[What is asked] Transcribe the records below exactly as they appear.

Location identification items:
⁂

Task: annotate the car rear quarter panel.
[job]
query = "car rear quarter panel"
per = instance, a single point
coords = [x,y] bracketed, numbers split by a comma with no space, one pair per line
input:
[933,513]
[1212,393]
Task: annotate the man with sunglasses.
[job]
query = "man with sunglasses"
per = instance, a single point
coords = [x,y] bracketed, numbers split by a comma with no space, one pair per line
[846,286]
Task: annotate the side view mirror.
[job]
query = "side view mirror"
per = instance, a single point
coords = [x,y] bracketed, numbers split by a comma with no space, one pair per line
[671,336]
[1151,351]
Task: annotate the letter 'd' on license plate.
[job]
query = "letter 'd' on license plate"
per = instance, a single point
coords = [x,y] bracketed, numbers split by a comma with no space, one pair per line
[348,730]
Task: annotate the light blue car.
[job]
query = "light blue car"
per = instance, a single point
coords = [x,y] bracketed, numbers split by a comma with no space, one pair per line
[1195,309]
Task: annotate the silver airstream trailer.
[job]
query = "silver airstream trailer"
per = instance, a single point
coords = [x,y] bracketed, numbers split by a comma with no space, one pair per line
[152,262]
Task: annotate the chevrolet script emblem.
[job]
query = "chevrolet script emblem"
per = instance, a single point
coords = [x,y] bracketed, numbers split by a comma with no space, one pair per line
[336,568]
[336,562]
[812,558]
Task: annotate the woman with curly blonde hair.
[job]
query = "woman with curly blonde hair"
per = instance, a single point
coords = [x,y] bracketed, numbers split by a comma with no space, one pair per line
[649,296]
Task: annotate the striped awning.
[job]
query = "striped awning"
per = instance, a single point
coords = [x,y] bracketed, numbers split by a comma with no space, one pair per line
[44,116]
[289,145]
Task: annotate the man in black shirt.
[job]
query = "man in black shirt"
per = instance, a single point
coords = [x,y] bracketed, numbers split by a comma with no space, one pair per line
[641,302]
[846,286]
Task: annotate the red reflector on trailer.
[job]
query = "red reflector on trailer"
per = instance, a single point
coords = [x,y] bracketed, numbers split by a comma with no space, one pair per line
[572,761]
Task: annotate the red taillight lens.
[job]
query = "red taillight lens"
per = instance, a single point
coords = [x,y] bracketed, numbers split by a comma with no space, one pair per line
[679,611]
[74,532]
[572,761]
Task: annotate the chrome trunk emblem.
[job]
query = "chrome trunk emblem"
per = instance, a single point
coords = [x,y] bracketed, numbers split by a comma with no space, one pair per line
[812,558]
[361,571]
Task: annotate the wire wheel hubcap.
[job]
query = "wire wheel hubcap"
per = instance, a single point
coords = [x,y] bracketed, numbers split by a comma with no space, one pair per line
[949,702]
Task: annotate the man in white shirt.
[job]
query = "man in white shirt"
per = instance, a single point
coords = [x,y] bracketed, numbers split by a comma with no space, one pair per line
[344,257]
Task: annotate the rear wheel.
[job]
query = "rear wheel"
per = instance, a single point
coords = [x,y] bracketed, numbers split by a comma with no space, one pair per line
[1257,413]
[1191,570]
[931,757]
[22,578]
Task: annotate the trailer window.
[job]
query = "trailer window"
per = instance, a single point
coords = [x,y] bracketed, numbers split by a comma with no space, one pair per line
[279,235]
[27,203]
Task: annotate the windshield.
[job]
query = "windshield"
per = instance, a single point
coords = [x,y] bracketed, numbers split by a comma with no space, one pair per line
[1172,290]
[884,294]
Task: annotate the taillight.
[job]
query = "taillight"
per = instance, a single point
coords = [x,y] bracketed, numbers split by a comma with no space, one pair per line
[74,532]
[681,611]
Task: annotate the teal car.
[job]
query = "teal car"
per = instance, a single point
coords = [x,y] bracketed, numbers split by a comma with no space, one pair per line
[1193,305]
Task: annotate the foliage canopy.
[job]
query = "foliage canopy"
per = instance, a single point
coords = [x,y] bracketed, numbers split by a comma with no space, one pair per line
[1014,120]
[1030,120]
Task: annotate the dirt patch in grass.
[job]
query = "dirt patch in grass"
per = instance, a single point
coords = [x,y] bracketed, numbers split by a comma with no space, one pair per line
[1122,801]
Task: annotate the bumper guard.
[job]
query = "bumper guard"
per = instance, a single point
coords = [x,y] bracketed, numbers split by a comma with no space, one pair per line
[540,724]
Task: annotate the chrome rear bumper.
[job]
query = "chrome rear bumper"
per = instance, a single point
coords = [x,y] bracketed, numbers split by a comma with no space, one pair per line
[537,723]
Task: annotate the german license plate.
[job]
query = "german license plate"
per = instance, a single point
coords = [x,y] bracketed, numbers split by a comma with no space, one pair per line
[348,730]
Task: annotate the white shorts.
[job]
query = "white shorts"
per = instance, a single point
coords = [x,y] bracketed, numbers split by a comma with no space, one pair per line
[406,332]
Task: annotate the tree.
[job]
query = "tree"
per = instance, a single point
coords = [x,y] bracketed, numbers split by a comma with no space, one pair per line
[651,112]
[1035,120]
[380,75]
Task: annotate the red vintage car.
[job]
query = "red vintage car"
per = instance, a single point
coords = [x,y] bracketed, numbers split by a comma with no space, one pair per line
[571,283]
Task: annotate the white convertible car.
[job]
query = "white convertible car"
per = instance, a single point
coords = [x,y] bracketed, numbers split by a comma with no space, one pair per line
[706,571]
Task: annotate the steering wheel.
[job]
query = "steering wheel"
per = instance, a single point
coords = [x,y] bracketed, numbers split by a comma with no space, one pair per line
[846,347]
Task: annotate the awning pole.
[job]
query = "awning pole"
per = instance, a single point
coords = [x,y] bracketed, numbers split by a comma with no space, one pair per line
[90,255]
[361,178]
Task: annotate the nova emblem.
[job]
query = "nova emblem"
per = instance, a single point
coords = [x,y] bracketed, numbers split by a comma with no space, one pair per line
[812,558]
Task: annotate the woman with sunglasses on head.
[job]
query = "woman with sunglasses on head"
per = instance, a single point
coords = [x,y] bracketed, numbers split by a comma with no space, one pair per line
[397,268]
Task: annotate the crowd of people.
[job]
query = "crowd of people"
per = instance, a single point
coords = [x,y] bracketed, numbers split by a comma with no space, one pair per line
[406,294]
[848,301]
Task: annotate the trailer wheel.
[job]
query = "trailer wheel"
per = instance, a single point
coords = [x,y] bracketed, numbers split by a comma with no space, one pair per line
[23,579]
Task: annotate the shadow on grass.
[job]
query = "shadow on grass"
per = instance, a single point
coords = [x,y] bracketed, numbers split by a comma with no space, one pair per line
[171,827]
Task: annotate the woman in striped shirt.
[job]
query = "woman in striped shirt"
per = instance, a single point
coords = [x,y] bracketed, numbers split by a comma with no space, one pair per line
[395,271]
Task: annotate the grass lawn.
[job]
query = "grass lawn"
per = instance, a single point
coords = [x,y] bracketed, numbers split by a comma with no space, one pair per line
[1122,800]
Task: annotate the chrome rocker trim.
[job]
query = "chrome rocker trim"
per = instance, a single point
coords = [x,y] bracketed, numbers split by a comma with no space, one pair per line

⁂

[Result of this exercise]
Task: annotate the car rear quarter panel.
[job]
query = "car rear quarter panel"
per = instance, a single point
coords = [x,y] bracketed, numbers split by a comma with no space, one pair per line
input:
[933,513]
[1212,393]
Task: annotate the man with sunglasses.
[job]
query = "man with sunglasses"
per = instance, a single point
coords = [x,y] bracketed, numbers split by a comma with no space, one pair per line
[846,286]
Task: annotate the side view mirror.
[job]
query = "side view mirror"
per = instance, a single point
coords = [x,y] bracketed, numbers split by a comma with no space, one pair per line
[671,336]
[1151,351]
Task: annotate the letter 'd' on license plate.
[job]
query = "letter 'd' on license plate"
per = instance, a single point
coords = [x,y] bracketed, numbers split by a comma with no space, one pair per line
[348,730]
Task: annotate the light blue car.
[job]
query = "light blue car"
per = instance, a single point
coords = [x,y] bracketed, numbers split by a comma with no space, one pair per line
[1195,309]
Task: annotate the silver airstream trailer.
[job]
query = "silver airstream trailer"
per = instance, a single point
coords = [x,y] bracketed, numbers split by a comma with no space, one pair per line
[152,262]
Task: annotate the chevrolet script emblem.
[job]
query = "chevrolet script emblem"
per = instance, a single point
coords = [x,y] bracketed, numbers split by a comma with no space, one pair per line
[336,568]
[336,562]
[812,558]
Task: annotate the woman with curly blonde hair.
[job]
query = "woman with curly blonde hair"
per = instance, a single point
coords = [x,y] bracketed, numbers split by a comma with no space, one pair per line
[649,296]
Task: annotate the striped awning.
[job]
query = "striped awning"
per = instance, a single point
coords = [x,y] bracketed, numbers split by a comma with no space, one pair per line
[44,116]
[289,145]
Task: annotate the man in black shirt.
[job]
query = "man in black shirt"
per = instance, a single point
coords = [x,y] bracketed, numbers split by a comma with no space, one pair per line
[641,302]
[846,286]
Task: annotate the red reflector on trailer.
[job]
query = "red reflector on trailer"
per = instance, a single point
coords = [x,y] bracketed, numbers split by a comma with no space, one pair per line
[572,761]
Task: annotate the red taillight lens.
[job]
query = "red taillight lens"
per = instance, a single point
coords = [x,y] bracketed, numbers split by a comma with no space, one pair per line
[679,611]
[74,532]
[572,761]
Task: annotate the chrome trunk emblem.
[job]
query = "chrome trunk emblem"
per = instance, a single point
coords = [x,y] bracketed, numbers split by a comma with no space, one pair per line
[812,558]
[361,571]
Task: annotate the wire wheel hubcap.
[job]
query = "wire wheel hubcap"
per = instance, a single point
coords = [x,y] bracketed, numbers split by a comma with no space, one pair per line
[949,702]
Task: annotate the man in white shirt.
[job]
query = "man in white shirt"
per = instance, a single point
coords = [x,y] bracketed, numbers split by a comma with no space, one pair per line
[344,257]
Task: annotate the rear wheel.
[job]
query = "rear wheel"
per = instance, a single point
coords = [x,y] bracketed, numbers split by a comma with no space, one pair per line
[1257,413]
[1191,570]
[931,757]
[22,578]
Task: annotate the trailer window.
[job]
query = "trailer window"
per = instance, a single point
coords = [x,y] bracketed, numbers split by a comma with no space, one pair per line
[279,235]
[27,203]
Task: annotate the windshield.
[job]
query = "windshield"
per = instance, a single point
coords = [x,y] bracketed, numbers split by a comma with no space, one pair per line
[1172,290]
[884,294]
Task: annotate the taillight.
[job]
query = "taillight"
per = instance, a single point
coords = [x,y] bracketed, numbers split by a comma with no space, one pair per line
[74,532]
[681,611]
Task: annotate the teal car.
[job]
query = "teal car"
per = instance, a single point
coords = [x,y] bracketed, numbers split by a comma with no space, one pair per line
[1193,305]
Task: annotate the foliage canopy.
[job]
query = "foliage canopy"
per = instance, a single point
coords = [x,y] bracketed, numbers split by a comma with no space, one pair per line
[1014,120]
[1030,120]
Task: annotate the dirt patch in grass.
[job]
query = "dirt patch in grass"
per = instance, a single point
coords = [x,y] bracketed, numbers split by a comma with no space, one pair per line
[1122,801]
Task: annotate the bumper guard.
[job]
query = "bumper guard"
per = instance, a single point
coords = [x,y] bracketed, numbers split by a comma with no space, one pair per line
[540,724]
Task: annotate the chrome rear bumper.
[job]
query = "chrome rear bumper"
per = instance, a single point
coords = [x,y] bracketed, numbers split by a comma with no space, one pair per line
[537,723]
Task: annotate the german license plate.
[job]
query = "german license plate"
per = instance, a single point
coords = [x,y] bracketed, numbers split by a comma with no space, one pair per line
[348,730]
Task: annotate the white shorts.
[job]
query = "white shorts"
per = instance, a single point
coords = [x,y] bracketed, numbers split by a comma with no space, one pair per line
[406,332]
Task: annotate the tree.
[job]
query = "tree"
per = instance, a single point
coords = [x,y] bracketed, numbers split by a comma with no space, one pair per line
[651,112]
[1035,120]
[380,75]
Task: annotate the red vintage car.
[job]
query = "red vintage car"
per = instance, a single point
coords = [x,y] bracketed, numbers split by a comma with no space, one pair per line
[571,283]
Task: annotate the white convertible car.
[job]
query = "white convertible car"
per = instance, a single point
coords = [x,y] bracketed, numbers split by a comma with no space, one pair per line
[706,571]
Task: annotate the steering wheel.
[job]
query = "steering wheel"
per = instance, a single point
coords = [x,y] bracketed, numbers split by a comma with no space, one pair per line
[846,347]
Task: annotate the awning pole.
[job]
query = "awning pole"
per = instance, a single point
coords = [x,y] bracketed, numbers split by a comma with no space, one pair per line
[90,255]
[361,178]
Task: annotate the nova emblem.
[job]
query = "nova emblem"
per = instance, a single point
coords = [x,y] bracketed, numbers split by a comma with no space, one pair per line
[812,558]
Task: annotate the woman with sunglasses on head.
[job]
query = "woman with sunglasses on head"
per = instance, a single point
coords = [x,y] bracketed, numbers split by a comma with no space, one pair per line
[397,268]
Task: annotate the crowd of people.
[job]
query = "crowd of people"
per = instance, a single point
coords = [x,y] bracketed, numbers split by a comma with no space, one pair per line
[406,294]
[848,301]
Task: annotate the trailer wheel.
[job]
query = "trailer wheel"
per = instance, a single point
coords = [x,y] bracketed, numbers split by a comma with no space, one pair per line
[23,579]
Task: annotate the shadow on grass.
[job]
query = "shadow on grass"
per = instance, a single point
coords = [x,y] bracketed, numbers split by a comma with no space, one pair per line
[171,827]
Task: annotate the woman in striped shirt.
[job]
query = "woman in striped shirt"
per = instance, a single point
coords = [x,y] bracketed, numbers split by a comma with no space, one pair per line
[395,271]
Task: annotate the grass lawn.
[job]
query = "grass lawn"
per = instance, a single point
coords = [x,y] bracketed, numbers split by a comma with no space, one pair per line
[1122,800]
Task: annotate the chrome rocker trim.
[job]
query = "chrome rocker trim"
per = instance, a single point
coords = [x,y] bracketed, numbers split by a comma with no space, one pair per line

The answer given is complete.